↓
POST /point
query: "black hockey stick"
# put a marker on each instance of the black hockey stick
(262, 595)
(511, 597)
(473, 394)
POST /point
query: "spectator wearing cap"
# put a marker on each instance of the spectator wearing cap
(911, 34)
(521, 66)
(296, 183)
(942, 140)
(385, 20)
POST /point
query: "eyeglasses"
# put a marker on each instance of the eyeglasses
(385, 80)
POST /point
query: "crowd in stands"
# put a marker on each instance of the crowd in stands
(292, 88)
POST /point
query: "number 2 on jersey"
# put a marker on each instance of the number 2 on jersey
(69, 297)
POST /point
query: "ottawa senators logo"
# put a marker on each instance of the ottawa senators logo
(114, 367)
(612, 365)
↑
=== Task to complete ===
What is needed is an exact transcription of every entry.

=== Written response ===
POST /point
query: "black hockey stick"
# put a marker on each instance of the black hockey stick
(262, 595)
(511, 597)
(473, 394)
POST /point
query: "spectator wearing cap"
# put a marker on each instance of the spectator wearing cap
(911, 34)
(521, 66)
(296, 183)
(942, 140)
(385, 20)
POST /point
query: "eyeglasses"
# put a marker on each instance of the eyeglasses
(385, 80)
POST /point
query: "crowd in stands"
# put a marker on each instance of the crowd in stands
(292, 88)
POST /point
query: "number 2 on jersey"
# put a marker on each instance of the number 2 on jersey
(69, 297)
POST /point
query: "ottawa senators logo"
# put a marker on each instance of the ottawa senators logo
(114, 367)
(612, 365)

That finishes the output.